#### [Text]
"""
Hacker News new | ask | show | jobs
by ChipSkylark 872 days ago
Identify who you and society views as the masters / what "mastery" is

Immerse yourself in their world and surround yourself with them on a daily basis if possible (where/how they work, where they train, where they hang out, what they do)

Create a super tight, iterative feedback look where you can make measurable improvements daily to your current skills, ideally with a testing or competitive component with scoring system or methodology - trial/error and experiment, but quickly

Debrief after these sessions on how it went, what was improving, what could be better, what feels completely off and difficult. Take appropriate time off to digest what you did and avoid burnout

Supplement with theory, books, video review (if applicable) and studying in addition to training and performing so you become a student in the craft

The goal is to get to a point of exponential acceleration and improvement to get you to mastery quicker by determining the pareto 20% skillsets and field experience ("inputs") that create 80% of the output value to get you to that 95 percentile, and double down on that once you've figured it out (and have validated that from the masters).

I personally think chasing mastery without deep burning passion for the thing is dumb and a waste of time because most top performers are probably 90-95 percentile pseudo-masters anyway and just lucky/well-connected. You might hit a point where the masters possess something you don't and never will, so it's crucial to understand that early (like a physical or genetic trait that you are born with or optimized for idk). Assuming everything above is in place, and you have unlimited $ and time commitment to make it work, I estimate a dedicated and focused 8 hours, every day would probably take 1.5-2 years to get to mastery, but YMMV.
"""
#### [Check your understanding]
1. Return the passage of the comment on mastery from "Supplement with theory, books, video" to "from the masters).", copied word for word.
2. Translate this sentence from the comment on mastery into Spanish: "Take appropriate time off to digest what you did and avoid burnout."

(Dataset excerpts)
"""
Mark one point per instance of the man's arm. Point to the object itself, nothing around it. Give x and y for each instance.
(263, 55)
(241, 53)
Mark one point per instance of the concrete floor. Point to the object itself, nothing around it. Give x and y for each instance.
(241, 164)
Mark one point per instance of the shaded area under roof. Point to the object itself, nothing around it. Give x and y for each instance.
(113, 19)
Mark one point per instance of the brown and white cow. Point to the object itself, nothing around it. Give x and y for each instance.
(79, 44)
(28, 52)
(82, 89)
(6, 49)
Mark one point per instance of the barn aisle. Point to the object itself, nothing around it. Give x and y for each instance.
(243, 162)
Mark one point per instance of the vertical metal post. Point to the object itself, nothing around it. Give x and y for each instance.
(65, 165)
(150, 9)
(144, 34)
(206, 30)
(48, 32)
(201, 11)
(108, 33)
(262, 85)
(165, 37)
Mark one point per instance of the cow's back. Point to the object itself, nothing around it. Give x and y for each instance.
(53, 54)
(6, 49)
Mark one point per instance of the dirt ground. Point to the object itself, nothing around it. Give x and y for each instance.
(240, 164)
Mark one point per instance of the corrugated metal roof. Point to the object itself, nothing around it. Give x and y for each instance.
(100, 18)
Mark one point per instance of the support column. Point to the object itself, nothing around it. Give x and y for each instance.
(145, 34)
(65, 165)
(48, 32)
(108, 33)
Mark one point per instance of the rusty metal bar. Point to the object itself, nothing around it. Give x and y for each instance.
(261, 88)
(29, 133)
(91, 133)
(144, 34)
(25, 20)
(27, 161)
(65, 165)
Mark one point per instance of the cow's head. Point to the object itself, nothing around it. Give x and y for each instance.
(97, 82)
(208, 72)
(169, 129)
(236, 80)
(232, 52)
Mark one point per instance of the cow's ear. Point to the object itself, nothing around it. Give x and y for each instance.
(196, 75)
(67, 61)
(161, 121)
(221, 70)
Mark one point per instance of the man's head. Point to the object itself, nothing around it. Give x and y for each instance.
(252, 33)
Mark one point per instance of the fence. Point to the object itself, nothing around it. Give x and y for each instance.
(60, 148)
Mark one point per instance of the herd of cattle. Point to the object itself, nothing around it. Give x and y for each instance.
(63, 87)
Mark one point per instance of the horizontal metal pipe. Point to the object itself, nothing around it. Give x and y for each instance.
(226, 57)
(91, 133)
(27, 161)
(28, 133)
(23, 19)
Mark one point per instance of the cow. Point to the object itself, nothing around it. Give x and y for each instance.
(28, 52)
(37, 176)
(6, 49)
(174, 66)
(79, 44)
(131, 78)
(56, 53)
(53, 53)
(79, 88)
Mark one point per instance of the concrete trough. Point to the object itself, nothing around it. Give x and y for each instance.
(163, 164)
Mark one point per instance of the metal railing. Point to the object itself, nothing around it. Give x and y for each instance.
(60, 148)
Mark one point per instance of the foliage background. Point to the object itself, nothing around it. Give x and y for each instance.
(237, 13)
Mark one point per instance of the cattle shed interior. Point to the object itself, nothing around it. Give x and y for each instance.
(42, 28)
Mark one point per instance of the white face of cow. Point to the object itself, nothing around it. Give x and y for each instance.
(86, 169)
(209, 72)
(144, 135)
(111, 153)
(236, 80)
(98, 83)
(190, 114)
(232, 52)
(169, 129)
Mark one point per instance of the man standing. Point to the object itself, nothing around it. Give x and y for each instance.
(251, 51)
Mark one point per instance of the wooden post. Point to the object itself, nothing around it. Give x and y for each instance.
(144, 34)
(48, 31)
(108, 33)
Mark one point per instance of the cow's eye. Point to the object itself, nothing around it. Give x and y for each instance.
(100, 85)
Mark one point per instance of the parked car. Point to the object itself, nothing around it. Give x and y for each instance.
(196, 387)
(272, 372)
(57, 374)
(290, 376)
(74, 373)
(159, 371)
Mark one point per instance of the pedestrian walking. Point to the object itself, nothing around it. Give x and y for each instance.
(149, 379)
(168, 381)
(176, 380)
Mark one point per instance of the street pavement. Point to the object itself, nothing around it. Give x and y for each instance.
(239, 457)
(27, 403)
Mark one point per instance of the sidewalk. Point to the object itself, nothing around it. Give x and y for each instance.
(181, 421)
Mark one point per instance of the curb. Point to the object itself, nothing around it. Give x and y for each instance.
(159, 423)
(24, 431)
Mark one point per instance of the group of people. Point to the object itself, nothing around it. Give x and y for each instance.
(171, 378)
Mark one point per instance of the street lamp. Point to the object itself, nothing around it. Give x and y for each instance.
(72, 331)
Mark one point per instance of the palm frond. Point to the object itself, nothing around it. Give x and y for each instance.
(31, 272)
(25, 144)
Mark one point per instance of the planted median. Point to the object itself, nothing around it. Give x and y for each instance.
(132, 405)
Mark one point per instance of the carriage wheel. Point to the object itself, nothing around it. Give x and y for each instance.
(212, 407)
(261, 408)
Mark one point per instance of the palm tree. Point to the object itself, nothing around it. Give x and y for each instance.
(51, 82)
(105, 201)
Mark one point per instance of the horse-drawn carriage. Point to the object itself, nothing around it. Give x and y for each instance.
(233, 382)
"""
#### [Answers to the exercise]
1.
Supplement with theory, books, video review (if applicable) and studying in addition to training and performing so you become a student in the craft

The goal is to get to a point of exponential acceleration and improvement to get you to mastery quicker by determining the pareto 20% skillsets and field experience ("inputs") that create 80% of the output value to get you to that 95 percentile, and double down on that once you've figured it out (and have validated that from the masters).

2. Tómate el tiempo libre adecuado para asimilar lo que hiciste y evitar el agotamiento.